[Saved entries]
*****
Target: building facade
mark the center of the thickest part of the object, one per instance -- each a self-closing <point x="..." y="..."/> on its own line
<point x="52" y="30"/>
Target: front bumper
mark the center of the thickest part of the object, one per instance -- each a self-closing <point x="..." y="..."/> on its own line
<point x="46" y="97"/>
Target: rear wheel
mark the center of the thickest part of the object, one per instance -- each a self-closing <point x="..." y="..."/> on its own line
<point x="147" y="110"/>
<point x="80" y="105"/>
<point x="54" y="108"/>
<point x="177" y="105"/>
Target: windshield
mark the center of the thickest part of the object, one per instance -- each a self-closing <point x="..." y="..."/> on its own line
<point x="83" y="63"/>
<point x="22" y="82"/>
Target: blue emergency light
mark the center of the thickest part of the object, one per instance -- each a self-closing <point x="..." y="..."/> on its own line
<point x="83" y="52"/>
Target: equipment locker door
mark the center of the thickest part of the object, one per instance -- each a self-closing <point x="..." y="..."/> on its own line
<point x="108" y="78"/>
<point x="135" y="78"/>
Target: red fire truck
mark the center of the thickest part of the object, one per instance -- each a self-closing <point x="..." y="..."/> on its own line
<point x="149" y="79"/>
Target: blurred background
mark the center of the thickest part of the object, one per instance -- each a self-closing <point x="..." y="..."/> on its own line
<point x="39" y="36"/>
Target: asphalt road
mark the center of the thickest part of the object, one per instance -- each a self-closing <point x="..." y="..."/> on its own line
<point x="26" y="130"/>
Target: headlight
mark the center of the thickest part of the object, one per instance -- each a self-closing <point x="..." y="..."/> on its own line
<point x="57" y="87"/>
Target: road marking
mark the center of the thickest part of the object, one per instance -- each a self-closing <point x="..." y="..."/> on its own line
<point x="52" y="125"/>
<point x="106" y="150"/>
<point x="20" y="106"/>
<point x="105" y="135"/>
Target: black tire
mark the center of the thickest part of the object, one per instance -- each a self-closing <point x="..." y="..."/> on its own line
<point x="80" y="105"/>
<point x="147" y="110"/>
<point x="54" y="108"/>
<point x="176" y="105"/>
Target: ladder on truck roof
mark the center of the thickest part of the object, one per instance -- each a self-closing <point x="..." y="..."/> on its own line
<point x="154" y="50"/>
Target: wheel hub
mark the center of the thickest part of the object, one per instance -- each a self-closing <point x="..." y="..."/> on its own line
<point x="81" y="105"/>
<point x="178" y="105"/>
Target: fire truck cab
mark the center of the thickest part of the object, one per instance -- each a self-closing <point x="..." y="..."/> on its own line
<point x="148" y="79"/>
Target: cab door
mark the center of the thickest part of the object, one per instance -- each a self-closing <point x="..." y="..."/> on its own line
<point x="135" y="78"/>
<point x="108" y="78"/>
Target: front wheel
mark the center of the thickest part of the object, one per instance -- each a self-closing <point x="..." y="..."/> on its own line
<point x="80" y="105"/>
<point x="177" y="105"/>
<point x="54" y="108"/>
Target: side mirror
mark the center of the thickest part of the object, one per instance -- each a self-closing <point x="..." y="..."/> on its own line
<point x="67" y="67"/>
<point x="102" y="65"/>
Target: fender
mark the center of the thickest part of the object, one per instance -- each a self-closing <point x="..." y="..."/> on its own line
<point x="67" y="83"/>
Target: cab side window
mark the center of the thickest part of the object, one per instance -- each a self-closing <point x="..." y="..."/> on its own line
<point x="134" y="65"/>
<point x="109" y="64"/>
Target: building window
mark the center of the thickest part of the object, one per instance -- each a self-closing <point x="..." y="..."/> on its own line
*****
Work to complete: Which lines of the records above contain the word "road"? Show each of them.

Task result:
Target: asphalt road
Target: road marking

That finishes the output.